- WRITTEN TASK -
Render the data from the line that contains "Note: mark the tree trunk" through the line that contains "pixel 144 126", both included, as a JSON list of strings. Use one string per line and leave out blank lines.

⟨

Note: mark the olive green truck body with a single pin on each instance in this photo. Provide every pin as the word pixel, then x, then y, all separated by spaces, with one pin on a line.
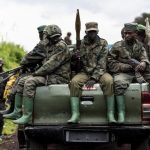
pixel 52 110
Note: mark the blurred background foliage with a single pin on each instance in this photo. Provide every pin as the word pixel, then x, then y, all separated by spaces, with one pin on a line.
pixel 11 54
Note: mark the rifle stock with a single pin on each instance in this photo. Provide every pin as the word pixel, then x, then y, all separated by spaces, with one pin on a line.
pixel 12 71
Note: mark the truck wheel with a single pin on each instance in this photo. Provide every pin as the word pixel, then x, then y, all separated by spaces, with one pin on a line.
pixel 141 145
pixel 35 145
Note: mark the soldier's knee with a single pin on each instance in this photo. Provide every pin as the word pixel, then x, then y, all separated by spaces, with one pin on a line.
pixel 74 82
pixel 30 82
pixel 107 80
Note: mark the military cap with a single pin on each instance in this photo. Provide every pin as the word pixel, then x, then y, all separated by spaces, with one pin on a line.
pixel 130 27
pixel 41 28
pixel 141 27
pixel 91 26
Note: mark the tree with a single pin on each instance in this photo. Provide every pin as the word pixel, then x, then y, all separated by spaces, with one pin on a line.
pixel 11 54
pixel 141 19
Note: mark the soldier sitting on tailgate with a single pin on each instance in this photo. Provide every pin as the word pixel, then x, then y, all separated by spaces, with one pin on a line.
pixel 29 63
pixel 54 70
pixel 127 61
pixel 93 55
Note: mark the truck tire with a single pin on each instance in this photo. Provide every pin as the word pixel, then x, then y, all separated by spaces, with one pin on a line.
pixel 35 145
pixel 141 145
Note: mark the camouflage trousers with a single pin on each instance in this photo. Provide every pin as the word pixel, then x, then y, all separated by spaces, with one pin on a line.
pixel 123 80
pixel 27 85
pixel 76 84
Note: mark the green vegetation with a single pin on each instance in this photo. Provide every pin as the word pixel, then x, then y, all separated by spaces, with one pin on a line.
pixel 11 54
pixel 141 19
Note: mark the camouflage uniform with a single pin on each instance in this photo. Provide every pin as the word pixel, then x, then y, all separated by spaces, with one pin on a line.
pixel 31 62
pixel 55 70
pixel 119 54
pixel 93 58
pixel 93 55
pixel 67 39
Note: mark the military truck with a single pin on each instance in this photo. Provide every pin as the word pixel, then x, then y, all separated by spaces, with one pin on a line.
pixel 52 110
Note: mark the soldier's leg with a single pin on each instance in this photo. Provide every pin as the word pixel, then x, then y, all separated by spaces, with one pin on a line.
pixel 18 100
pixel 75 92
pixel 121 83
pixel 28 96
pixel 106 82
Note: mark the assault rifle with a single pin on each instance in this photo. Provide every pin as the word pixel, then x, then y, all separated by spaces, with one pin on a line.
pixel 75 60
pixel 9 73
pixel 134 63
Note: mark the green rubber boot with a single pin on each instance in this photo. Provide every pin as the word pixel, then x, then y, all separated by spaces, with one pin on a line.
pixel 74 110
pixel 110 109
pixel 17 109
pixel 28 109
pixel 121 108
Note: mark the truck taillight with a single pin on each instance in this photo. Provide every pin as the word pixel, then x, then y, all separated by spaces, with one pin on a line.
pixel 145 106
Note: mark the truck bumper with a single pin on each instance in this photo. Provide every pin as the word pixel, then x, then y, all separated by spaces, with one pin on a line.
pixel 86 134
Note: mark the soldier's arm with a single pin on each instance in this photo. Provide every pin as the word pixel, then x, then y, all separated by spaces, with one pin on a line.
pixel 143 56
pixel 101 62
pixel 55 61
pixel 34 56
pixel 114 65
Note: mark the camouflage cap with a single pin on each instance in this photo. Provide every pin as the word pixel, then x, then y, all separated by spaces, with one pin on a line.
pixel 53 30
pixel 141 27
pixel 91 26
pixel 41 28
pixel 130 27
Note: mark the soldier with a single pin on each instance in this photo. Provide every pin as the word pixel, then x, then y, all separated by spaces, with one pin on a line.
pixel 30 62
pixel 141 36
pixel 67 39
pixel 93 53
pixel 57 61
pixel 126 60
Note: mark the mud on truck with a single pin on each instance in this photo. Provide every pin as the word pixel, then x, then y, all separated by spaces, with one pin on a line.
pixel 52 110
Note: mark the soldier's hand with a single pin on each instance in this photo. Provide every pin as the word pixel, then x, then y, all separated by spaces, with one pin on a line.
pixel 90 83
pixel 34 74
pixel 126 68
pixel 141 67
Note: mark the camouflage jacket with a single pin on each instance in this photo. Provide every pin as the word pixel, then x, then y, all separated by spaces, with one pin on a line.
pixel 120 53
pixel 56 66
pixel 34 57
pixel 67 40
pixel 93 57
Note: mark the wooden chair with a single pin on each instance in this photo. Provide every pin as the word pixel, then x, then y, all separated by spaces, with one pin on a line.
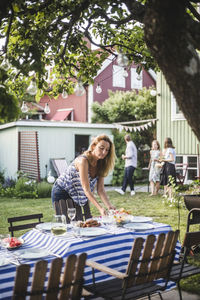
pixel 12 228
pixel 62 205
pixel 181 172
pixel 60 286
pixel 193 218
pixel 149 260
pixel 184 269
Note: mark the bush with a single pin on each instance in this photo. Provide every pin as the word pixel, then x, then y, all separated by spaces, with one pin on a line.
pixel 26 188
pixel 44 189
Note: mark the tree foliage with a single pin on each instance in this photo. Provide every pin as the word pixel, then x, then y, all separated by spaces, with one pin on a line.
pixel 152 33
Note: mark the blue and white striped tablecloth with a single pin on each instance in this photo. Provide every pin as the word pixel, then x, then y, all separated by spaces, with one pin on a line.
pixel 112 250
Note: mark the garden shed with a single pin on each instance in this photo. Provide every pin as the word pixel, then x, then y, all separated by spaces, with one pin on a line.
pixel 30 145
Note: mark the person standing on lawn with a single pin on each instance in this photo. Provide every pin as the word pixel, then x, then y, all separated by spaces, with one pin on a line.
pixel 130 158
pixel 168 170
pixel 154 170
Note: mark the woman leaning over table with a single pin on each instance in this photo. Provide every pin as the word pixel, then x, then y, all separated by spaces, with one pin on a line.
pixel 85 172
pixel 169 159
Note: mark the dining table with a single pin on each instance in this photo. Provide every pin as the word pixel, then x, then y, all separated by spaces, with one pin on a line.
pixel 108 244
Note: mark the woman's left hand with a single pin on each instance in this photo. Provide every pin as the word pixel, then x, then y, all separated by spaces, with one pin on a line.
pixel 103 211
pixel 111 207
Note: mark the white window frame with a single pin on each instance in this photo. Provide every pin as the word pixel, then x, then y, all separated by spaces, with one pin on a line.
pixel 174 115
pixel 118 79
pixel 135 83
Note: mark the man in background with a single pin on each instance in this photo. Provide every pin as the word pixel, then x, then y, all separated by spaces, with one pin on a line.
pixel 130 158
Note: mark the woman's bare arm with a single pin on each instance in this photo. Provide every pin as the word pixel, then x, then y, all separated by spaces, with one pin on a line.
pixel 82 166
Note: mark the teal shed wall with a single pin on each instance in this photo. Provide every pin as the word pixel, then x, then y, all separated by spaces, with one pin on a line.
pixel 54 141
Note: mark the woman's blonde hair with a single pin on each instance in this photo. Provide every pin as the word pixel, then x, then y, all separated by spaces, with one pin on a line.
pixel 168 143
pixel 104 166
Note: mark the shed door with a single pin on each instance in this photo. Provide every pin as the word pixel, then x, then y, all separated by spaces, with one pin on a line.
pixel 28 160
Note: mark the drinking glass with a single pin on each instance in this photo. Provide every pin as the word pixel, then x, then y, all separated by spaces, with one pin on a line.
pixel 58 226
pixel 4 240
pixel 71 212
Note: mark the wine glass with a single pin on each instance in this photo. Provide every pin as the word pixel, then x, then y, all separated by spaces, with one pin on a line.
pixel 71 212
pixel 58 225
pixel 4 240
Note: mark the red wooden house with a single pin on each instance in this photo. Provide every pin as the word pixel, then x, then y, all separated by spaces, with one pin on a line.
pixel 110 77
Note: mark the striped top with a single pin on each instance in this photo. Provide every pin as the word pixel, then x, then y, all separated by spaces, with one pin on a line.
pixel 71 183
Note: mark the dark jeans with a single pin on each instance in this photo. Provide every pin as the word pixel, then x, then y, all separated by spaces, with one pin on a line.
pixel 58 193
pixel 128 178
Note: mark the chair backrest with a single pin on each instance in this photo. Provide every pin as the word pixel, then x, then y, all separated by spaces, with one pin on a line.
pixel 59 165
pixel 181 172
pixel 62 205
pixel 12 228
pixel 151 258
pixel 193 217
pixel 191 239
pixel 67 285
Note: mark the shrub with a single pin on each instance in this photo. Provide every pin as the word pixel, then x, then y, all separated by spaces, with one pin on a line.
pixel 44 189
pixel 26 188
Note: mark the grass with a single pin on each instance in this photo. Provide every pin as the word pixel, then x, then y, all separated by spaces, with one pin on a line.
pixel 140 204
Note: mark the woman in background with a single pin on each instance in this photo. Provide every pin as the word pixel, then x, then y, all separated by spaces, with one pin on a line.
pixel 154 170
pixel 169 159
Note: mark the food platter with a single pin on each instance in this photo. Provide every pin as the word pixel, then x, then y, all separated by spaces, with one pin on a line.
pixel 141 219
pixel 32 253
pixel 92 231
pixel 139 226
pixel 14 243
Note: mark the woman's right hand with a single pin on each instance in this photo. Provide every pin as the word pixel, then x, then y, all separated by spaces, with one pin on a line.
pixel 102 211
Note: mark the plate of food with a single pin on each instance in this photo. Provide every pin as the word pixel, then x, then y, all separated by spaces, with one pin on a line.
pixel 138 226
pixel 3 261
pixel 141 219
pixel 32 253
pixel 88 223
pixel 92 231
pixel 13 243
pixel 44 226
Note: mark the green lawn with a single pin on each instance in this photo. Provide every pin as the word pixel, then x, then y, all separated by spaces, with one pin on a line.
pixel 140 204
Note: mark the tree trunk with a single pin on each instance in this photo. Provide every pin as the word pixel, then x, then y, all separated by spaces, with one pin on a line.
pixel 167 34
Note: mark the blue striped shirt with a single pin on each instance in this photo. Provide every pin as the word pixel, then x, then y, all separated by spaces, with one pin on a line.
pixel 71 183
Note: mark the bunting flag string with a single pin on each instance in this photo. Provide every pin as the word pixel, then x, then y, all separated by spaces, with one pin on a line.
pixel 144 126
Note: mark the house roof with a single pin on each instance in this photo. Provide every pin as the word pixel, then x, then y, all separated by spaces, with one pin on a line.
pixel 45 123
pixel 61 114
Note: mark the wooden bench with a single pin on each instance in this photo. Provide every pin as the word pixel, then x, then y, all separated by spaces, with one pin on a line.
pixel 65 286
pixel 12 228
pixel 185 269
pixel 149 260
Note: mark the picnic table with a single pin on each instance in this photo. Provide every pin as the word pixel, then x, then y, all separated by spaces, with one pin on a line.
pixel 111 249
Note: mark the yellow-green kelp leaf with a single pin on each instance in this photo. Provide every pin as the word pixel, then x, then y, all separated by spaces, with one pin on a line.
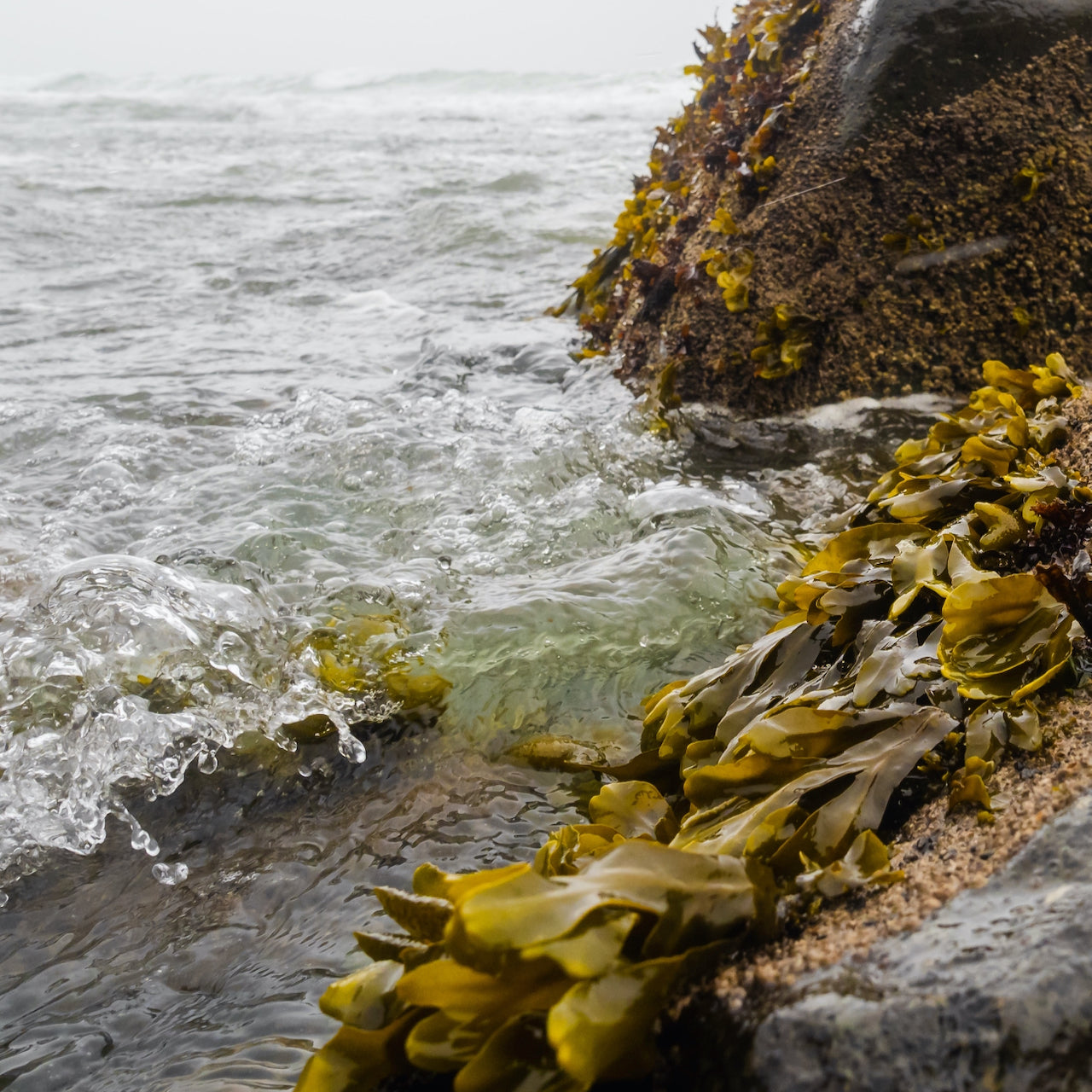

⟩

- SOLUTION TO THIS PROBLEM -
[
  "Note: mark the tree trunk with a single pin on each instance in this photo. Provide every pin as the word pixel, then x, then y, all separated by spaces, with one pin on a line.",
  "pixel 167 34",
  "Note: mark the blue striped shirt with a single pin on each instance in this photo. Provide every pin as the word pixel, then x, then y, all separated by spaces, with one pin on a line.",
  "pixel 71 183",
  "Note: mark the bunting flag string with a single pin on each instance in this photo. Provide every pin as the word pixel, then x, then y, all separated by spaces, with one pin on a line.",
  "pixel 144 126"
]